§ ТЕКСТ ДЛЯ ЧТЕНИЯ
На исходе Средневековья, когда уже произошел поворот к новому духу, выбор в принципе возможен был по-прежнему лишь между мирским и небесным: или полное отвержение красоты и великолепия земной жизни – или безрассудное приятие всего этого, не сдерживаемое более страхом погубить свою душу. Мирская красота из-за признанной ее греховности становилась вдвойне притягательной; если перед нею сдавались, то наслаждались ею с безудержной страстностью. Те же, кто не мог обходиться без красоты, не желая тем не менее отступать перед мирскими соблазнами, вынуждены были красоту эту облагораживать. Искусство и литература в целом, наслаждение которыми, по существу, сводилось к восхищению ими, могли быть освящены, будучи поставлены на службу вере. И если на самом деле поклонники живописи и миниатюры искали радость в цвете и линии, то религиозный сюжет освобождал художественное произведение от печати греховности.

§ ЗАДАНИЕ
Ответьте коротко по тексту о красоте на исходе Средневековья, приведенному выше:
(а) Между чем, по словам текста, по-прежнему был возможен выбор на исходе Средневековья?
(б) Из-за чего мирская красота становилась вдвойне притягательной?
(в) Что освобождало художественное произведение от печати греховности?

(Записи, взятые из коллекции)
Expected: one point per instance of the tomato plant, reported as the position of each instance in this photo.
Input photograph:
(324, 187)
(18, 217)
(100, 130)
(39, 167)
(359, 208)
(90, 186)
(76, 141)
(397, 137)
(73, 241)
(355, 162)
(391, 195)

§ РЕШЁННАЯ ЗАДАЧА
(а) Между мирским и небесным.
(б) Из-за признанной ее греховности.
(в) Религиозный сюжет.